** Opening Source extract block **
Among its many damages, the Covid-19 pandemic caused major population losses in many US cities, through a combination of working from home, loss of new immigrants, and movement to less expensive areas. Recent data suggest those losses may have slowed, but cities could still be left facing major population declines, which also means lower tax revenues and economic harm.
The pandemic hit cities hard. William Frey at the Brookings Institution notes that “between July 2020 and July 2021…well over half the nation’s 88 largest cities lost population, many for the first time in decades.” For the first twenty years of this decade, annual populations grew in cities over 250,000. But in 2020-21, populations fell by almost one percent for those same cities.
That’s a lot in one year, especially after two decades of growth. So the big question has been will city populations fall further? Will they stabilize? Or can cities get back on the growth path of the last two decades?
The issue is complicated because there are several components to population growth or decline. Frey explains that total population change is the sum of the “demographic components”, which he describes as “migration within the US (domestic migration), immigration from abroad, and natural increase (the excess of births over deaths).”
City population trends are further confounded by America’s metropolitan structure. People often move within the same metro area (as happened during the pandemic with increased working from home). But because our metros are made up of politically independent suburbs surrounding a core city, metro populations can be stable or actually increase even while central city population falls.
** Closing Source extract block **
** Opening Provided material block **
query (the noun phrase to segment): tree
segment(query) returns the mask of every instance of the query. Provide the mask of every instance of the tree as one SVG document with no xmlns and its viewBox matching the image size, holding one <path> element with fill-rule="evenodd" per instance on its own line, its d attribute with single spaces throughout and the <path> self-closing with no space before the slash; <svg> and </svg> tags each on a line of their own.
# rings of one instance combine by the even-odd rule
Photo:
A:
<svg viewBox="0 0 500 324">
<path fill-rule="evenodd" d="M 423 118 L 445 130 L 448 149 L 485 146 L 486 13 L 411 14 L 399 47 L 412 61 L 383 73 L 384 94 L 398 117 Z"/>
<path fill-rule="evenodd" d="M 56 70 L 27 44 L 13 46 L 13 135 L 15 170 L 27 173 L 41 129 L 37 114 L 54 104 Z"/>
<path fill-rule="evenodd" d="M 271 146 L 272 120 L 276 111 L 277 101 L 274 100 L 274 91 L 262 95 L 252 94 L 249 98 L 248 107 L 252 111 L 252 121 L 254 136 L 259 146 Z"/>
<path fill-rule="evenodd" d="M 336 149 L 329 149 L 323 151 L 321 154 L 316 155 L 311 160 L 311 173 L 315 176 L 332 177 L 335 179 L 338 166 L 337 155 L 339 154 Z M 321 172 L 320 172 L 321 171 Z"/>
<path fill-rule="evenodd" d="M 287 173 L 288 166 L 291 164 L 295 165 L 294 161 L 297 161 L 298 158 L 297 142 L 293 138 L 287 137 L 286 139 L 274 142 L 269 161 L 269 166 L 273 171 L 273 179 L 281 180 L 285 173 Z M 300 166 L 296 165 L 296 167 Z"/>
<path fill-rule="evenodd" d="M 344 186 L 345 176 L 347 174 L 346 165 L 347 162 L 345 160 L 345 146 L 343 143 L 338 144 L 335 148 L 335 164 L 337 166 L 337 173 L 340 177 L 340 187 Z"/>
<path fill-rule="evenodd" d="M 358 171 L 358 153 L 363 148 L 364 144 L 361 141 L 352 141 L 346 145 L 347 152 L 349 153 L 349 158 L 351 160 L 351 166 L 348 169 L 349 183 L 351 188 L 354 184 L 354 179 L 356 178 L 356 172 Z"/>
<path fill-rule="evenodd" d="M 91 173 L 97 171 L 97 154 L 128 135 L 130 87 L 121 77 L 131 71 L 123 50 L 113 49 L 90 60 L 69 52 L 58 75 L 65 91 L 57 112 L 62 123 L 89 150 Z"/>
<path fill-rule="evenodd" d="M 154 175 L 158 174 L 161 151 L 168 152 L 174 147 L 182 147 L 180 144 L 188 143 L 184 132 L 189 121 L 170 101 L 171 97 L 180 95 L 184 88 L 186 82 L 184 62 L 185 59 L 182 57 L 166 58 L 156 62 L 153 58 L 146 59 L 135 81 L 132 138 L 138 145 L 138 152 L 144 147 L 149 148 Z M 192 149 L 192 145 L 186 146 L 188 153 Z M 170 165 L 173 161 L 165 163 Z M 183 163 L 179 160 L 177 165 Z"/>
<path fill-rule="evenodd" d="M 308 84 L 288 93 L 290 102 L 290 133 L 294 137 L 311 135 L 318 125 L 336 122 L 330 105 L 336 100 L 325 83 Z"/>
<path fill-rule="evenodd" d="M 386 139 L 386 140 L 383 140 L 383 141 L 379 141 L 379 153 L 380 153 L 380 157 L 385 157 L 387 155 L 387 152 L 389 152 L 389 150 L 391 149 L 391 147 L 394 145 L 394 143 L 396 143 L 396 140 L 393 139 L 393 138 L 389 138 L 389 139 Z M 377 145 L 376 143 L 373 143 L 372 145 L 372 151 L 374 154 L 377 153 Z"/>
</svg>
** Closing Provided material block **
About this exercise. Print the full text on pandemic-era population losses in US cities word for word. The lines have no connection to the text about pandemic-era population losses in US cities.

Solution.
Among its many damages, the Covid-19 pandemic caused major population losses in many US cities, through a combination of working from home, loss of new immigrants, and movement to less expensive areas. Recent data suggest those losses may have slowed, but cities could still be left facing major population declines, which also means lower tax revenues and economic harm.
The pandemic hit cities hard. William Frey at the Brookings Institution notes that “between July 2020 and July 2021…well over half the nation’s 88 largest cities lost population, many for the first time in decades.” For the first twenty years of this decade, annual populations grew in cities over 250,000. But in 2020-21, populations fell by almost one percent for those same cities.
That’s a lot in one year, especially after two decades of growth. So the big question has been will city populations fall further? Will they stabilize? Or can cities get back on the growth path of the last two decades?
The issue is complicated because there are several components to population growth or decline. Frey explains that total population change is the sum of the “demographic components”, which he describes as “migration within the US (domestic migration), immigration from abroad, and natural increase (the excess of births over deaths).”
City population trends are further confounded by America’s metropolitan structure. People often move within the same metro area (as happened during the pandemic with increased working from home). But because our metros are made up of politically independent suburbs surrounding a core city, metro populations can be stable or actually increase even while central city population falls.